▼▼▼

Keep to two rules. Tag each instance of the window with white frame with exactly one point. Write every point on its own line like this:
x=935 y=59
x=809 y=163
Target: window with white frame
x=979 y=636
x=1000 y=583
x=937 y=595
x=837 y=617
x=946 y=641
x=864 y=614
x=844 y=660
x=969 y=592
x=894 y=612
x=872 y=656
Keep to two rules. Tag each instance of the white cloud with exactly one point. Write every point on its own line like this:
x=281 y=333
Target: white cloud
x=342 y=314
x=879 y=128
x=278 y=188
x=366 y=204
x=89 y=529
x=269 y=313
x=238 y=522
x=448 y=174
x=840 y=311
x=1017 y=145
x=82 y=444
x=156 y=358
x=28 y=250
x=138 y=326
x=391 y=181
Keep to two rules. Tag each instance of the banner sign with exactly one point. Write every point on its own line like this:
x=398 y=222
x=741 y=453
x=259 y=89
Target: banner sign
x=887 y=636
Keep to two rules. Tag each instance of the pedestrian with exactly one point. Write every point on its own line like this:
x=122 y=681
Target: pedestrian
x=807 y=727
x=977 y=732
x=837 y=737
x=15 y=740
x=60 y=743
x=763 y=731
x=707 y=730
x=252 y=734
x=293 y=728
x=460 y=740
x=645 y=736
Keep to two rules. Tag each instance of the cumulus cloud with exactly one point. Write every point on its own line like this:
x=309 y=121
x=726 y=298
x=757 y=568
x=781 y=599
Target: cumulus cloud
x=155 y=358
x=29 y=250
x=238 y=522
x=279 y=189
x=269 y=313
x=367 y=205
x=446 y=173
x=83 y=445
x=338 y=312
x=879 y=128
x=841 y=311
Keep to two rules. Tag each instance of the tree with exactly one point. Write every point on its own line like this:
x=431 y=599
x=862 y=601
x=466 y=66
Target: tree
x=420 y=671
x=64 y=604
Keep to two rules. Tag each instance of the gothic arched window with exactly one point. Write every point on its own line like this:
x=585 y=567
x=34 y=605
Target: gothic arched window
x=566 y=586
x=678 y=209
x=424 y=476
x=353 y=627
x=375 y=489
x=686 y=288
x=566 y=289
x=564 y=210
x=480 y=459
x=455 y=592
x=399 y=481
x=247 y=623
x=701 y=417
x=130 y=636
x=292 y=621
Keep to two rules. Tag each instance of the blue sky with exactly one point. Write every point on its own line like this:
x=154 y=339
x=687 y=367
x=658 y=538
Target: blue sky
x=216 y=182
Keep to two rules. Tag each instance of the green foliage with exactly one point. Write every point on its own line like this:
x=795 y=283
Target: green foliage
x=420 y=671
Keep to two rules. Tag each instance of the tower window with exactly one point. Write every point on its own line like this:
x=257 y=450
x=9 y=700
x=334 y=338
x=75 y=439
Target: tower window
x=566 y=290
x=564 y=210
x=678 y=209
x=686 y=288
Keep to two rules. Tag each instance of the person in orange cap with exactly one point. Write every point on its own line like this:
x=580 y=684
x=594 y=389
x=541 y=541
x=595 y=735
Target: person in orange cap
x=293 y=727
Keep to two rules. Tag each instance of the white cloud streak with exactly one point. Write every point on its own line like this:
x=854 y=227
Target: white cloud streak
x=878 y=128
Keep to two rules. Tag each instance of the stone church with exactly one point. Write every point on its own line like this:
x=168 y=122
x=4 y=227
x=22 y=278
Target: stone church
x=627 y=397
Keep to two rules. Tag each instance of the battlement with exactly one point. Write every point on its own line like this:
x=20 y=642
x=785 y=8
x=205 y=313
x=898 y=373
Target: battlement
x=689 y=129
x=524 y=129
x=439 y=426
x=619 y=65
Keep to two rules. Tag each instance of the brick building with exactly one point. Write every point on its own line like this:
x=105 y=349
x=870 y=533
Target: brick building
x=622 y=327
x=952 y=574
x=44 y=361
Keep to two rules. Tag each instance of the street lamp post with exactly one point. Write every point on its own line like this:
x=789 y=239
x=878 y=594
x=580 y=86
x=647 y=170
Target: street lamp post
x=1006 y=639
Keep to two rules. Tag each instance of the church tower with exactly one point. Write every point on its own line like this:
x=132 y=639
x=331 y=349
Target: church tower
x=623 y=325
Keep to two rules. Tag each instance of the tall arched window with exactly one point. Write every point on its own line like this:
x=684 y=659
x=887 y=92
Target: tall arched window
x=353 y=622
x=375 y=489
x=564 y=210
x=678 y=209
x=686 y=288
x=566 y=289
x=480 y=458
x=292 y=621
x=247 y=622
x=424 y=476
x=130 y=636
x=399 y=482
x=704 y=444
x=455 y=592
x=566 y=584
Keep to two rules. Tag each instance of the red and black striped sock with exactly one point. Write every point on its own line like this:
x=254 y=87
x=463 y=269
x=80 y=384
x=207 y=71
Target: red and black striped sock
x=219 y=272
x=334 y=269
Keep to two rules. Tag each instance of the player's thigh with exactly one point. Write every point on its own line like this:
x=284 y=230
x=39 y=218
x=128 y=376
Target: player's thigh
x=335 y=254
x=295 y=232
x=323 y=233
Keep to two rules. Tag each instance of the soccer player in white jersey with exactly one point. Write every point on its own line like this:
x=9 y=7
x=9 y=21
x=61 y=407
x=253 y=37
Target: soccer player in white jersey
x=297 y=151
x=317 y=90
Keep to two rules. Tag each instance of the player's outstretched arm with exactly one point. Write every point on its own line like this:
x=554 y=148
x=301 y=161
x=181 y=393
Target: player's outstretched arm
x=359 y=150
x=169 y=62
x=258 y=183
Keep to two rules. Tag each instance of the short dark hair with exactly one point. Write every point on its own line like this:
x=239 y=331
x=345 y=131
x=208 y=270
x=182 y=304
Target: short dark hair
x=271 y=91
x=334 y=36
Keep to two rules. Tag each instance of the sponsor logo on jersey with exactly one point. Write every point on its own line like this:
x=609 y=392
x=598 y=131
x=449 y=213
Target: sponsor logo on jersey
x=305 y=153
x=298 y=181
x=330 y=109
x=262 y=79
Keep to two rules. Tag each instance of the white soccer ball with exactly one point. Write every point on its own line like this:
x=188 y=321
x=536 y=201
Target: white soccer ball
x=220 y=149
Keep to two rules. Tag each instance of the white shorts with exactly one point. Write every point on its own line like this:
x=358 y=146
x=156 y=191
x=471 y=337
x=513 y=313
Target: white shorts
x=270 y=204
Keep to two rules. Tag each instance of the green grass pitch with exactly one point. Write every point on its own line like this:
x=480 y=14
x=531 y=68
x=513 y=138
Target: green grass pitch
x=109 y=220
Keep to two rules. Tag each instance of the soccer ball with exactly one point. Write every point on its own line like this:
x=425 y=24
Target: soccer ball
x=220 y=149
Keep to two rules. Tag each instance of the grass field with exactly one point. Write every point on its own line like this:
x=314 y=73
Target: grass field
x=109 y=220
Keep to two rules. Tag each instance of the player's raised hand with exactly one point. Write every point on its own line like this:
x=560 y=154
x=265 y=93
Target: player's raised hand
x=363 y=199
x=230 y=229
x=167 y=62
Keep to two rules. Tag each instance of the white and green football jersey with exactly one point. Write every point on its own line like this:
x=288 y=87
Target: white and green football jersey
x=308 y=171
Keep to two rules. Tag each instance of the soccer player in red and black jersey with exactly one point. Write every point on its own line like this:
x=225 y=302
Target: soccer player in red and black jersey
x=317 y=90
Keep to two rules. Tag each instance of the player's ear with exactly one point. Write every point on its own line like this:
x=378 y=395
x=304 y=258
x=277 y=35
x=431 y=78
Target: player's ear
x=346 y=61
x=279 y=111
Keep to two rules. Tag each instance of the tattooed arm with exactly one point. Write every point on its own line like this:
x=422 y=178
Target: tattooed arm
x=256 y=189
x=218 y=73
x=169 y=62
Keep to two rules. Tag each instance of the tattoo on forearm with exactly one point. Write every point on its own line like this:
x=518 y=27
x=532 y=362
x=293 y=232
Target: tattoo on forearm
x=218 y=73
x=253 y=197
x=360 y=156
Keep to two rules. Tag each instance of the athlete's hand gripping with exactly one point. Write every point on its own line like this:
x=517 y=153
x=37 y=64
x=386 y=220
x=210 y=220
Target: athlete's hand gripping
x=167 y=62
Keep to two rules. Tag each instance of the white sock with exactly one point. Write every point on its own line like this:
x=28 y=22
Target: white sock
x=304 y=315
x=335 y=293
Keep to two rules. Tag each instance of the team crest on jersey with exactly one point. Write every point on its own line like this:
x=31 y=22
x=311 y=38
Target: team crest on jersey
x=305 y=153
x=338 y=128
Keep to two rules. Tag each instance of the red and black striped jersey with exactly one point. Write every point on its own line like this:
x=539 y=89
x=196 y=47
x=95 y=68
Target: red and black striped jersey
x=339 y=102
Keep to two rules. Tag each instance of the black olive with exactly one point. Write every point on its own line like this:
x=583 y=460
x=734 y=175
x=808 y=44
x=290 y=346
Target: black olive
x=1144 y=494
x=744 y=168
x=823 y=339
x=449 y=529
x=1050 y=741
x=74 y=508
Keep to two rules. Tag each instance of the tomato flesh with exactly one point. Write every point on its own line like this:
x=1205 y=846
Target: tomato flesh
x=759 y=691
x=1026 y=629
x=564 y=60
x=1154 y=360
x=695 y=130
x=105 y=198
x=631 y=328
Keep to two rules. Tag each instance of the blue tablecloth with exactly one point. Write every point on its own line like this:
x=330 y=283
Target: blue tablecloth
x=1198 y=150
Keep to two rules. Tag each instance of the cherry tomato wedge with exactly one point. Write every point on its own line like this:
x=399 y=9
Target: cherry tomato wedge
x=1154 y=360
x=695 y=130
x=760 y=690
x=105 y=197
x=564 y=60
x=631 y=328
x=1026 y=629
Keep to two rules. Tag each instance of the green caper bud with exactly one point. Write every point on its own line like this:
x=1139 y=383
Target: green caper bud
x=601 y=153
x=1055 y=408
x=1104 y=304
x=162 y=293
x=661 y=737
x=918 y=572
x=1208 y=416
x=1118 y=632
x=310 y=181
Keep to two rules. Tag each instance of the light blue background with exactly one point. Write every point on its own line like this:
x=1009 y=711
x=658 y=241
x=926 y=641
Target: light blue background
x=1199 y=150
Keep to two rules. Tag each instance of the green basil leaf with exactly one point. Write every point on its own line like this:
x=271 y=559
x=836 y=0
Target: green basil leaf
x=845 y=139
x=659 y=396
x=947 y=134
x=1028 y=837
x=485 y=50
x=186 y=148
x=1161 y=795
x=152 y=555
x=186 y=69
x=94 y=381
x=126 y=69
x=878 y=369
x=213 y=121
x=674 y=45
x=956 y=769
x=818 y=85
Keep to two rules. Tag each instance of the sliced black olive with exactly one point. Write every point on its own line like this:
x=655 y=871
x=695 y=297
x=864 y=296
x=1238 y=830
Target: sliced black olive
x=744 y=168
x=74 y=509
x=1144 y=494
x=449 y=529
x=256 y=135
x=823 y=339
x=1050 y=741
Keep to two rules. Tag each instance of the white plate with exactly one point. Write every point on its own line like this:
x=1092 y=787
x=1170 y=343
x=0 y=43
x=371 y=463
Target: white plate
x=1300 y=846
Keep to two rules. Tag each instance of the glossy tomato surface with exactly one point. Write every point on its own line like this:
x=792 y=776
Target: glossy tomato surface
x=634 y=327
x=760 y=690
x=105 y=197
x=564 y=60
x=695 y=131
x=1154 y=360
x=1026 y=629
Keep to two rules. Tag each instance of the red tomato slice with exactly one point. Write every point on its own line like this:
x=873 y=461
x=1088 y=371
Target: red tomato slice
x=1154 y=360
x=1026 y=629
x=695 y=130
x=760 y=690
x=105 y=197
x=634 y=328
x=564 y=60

▲▲▲

> TASK DETAILS: Reproduce the lines of the entries above exactly, but only from the line containing "Keep to two rules. Tag each instance of the glossy" through the final line.

> WRITTEN RESPONSE:
Keep to two rules. Tag each instance of the glossy tomato surface with exactly one point. Write every point on its own line like this:
x=792 y=776
Target: glossy tomato surface
x=634 y=327
x=760 y=690
x=105 y=197
x=564 y=60
x=695 y=131
x=1154 y=360
x=1026 y=629
Keep to two rules. Tag each instance of the red tomato slice with exactly one point. Write every point on its own line like this:
x=873 y=461
x=1088 y=371
Target: red tomato slice
x=1154 y=360
x=1026 y=629
x=695 y=130
x=760 y=690
x=105 y=197
x=634 y=328
x=564 y=60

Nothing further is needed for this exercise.